- **Directions for this task**: Update the data below, changing every occurrence of "keypoint" to "marker" and leaving everything else unchanged. Leave the pictures out of your answer.
+---+
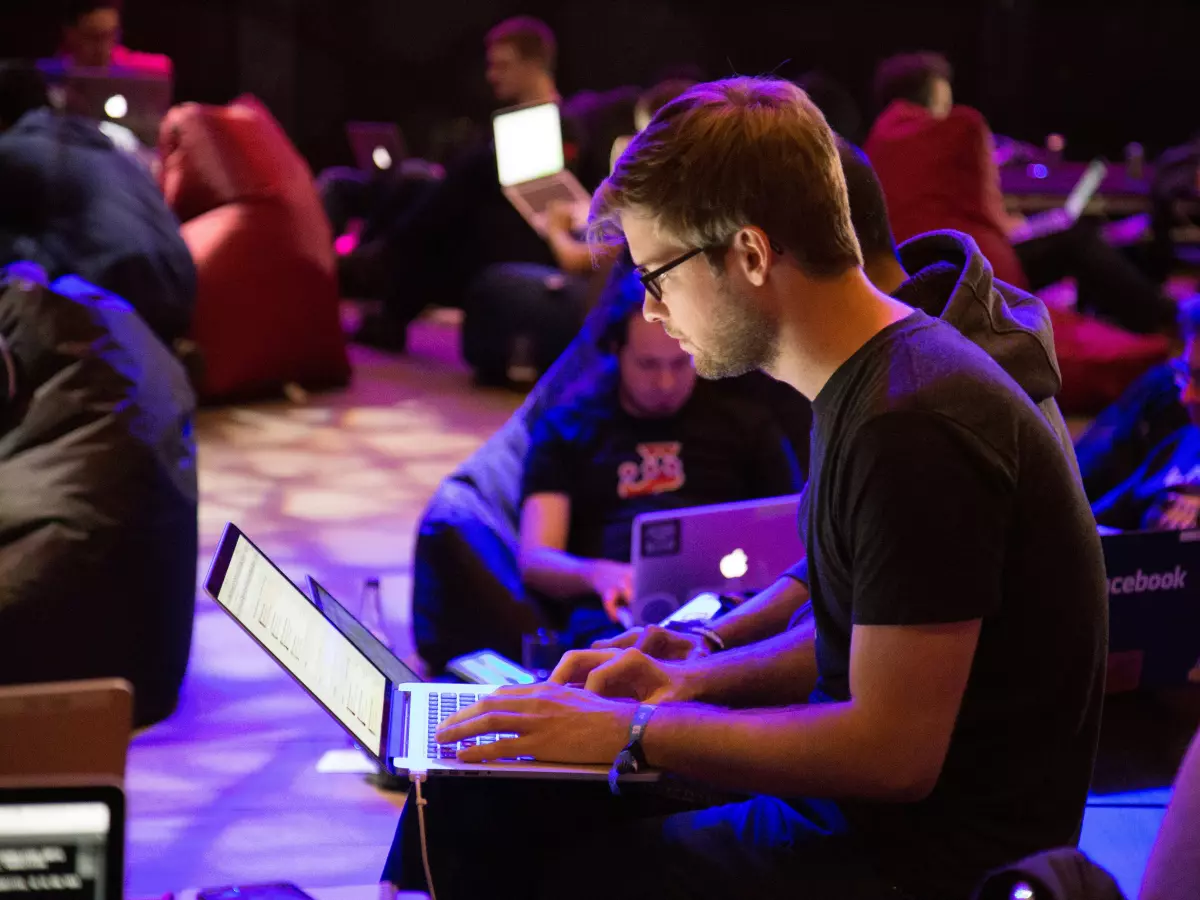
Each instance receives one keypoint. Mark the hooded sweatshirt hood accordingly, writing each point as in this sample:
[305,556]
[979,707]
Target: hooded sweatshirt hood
[949,279]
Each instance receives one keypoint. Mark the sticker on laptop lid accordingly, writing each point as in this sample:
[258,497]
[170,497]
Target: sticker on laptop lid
[660,539]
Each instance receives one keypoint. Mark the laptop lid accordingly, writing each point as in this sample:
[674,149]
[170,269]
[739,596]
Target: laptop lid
[285,623]
[1085,189]
[43,727]
[528,143]
[1153,607]
[378,147]
[732,546]
[63,843]
[375,649]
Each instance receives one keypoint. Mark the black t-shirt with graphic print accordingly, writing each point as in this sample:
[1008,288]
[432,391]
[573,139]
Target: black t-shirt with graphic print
[613,466]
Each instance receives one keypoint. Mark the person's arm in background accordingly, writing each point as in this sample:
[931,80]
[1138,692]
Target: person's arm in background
[551,472]
[549,569]
[1174,869]
[976,135]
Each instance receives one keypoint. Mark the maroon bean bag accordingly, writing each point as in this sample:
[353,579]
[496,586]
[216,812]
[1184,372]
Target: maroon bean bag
[267,310]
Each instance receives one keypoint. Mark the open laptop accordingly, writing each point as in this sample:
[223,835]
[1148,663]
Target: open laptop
[1153,609]
[731,547]
[378,147]
[135,101]
[391,717]
[532,163]
[64,841]
[1060,220]
[77,730]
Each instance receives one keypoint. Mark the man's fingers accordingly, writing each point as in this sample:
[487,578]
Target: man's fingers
[484,724]
[621,642]
[507,749]
[576,665]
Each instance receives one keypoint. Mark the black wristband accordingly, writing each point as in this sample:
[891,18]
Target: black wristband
[633,759]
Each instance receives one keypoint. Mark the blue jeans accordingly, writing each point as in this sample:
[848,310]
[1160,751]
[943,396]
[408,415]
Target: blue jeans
[571,839]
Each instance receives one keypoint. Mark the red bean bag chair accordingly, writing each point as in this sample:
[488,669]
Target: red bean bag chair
[1098,361]
[267,309]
+---+
- **Task result**:
Each instance receives one marker. Mark the hooded sweatshirt hood accordingly, writing each point as in this sample:
[305,556]
[979,707]
Target: hooded sweatshirt hood
[949,279]
Each instance receives one marker. Mark the sticker on laptop lid accordingly, writing each point as in this sample:
[258,497]
[170,497]
Target: sticker on laptop lid
[660,539]
Each instance receives one marker. Mark the laptop lid accordingly, writing each point as in this sample:
[674,149]
[170,269]
[739,596]
Target: laptop lid
[285,623]
[1085,189]
[43,727]
[528,143]
[1153,607]
[378,147]
[732,546]
[63,843]
[375,649]
Each instance receives one marker. Mark the black t-shirt with graphic print accordingly, writing each point as in this sample:
[1008,288]
[432,391]
[573,139]
Target: black t-shirt with graphic print
[613,466]
Each instance receives one marker. Mark the person's arm in background accordingly, writing each point as in this sample:
[931,80]
[1138,692]
Target: person's arm in background
[551,472]
[549,569]
[1174,869]
[976,135]
Each instance receives one marker. Mark the maroon bean bag accordingly, writing each point as in this sample:
[353,579]
[496,586]
[216,812]
[1184,372]
Target: maroon bean bag
[267,310]
Each instance receives one marker. Mark the open laptop accordingly, writing each point as in this sample:
[223,835]
[1148,663]
Target: open laptop
[1153,609]
[731,547]
[378,147]
[135,101]
[391,717]
[532,163]
[64,841]
[1060,220]
[77,730]
Each instance receives one marker. Mark the man's fingers accordingly, writing each point as in this sample:
[487,578]
Target: man's fingers
[484,724]
[621,642]
[507,749]
[576,665]
Each instance receives one marker. Mark the black wristband accordingly, writing each point as in this sample:
[891,18]
Target: black wristband
[633,759]
Each instance receives one marker. Mark the blue jeans accordingly, writing each point as in this sample:
[848,310]
[1160,751]
[943,396]
[408,415]
Target: blue jeans
[571,839]
Each instance receives one marker. Mark the red bean bag chair accordingly, writing each point as in this sample:
[488,669]
Target: red bean bag chair
[1098,361]
[267,309]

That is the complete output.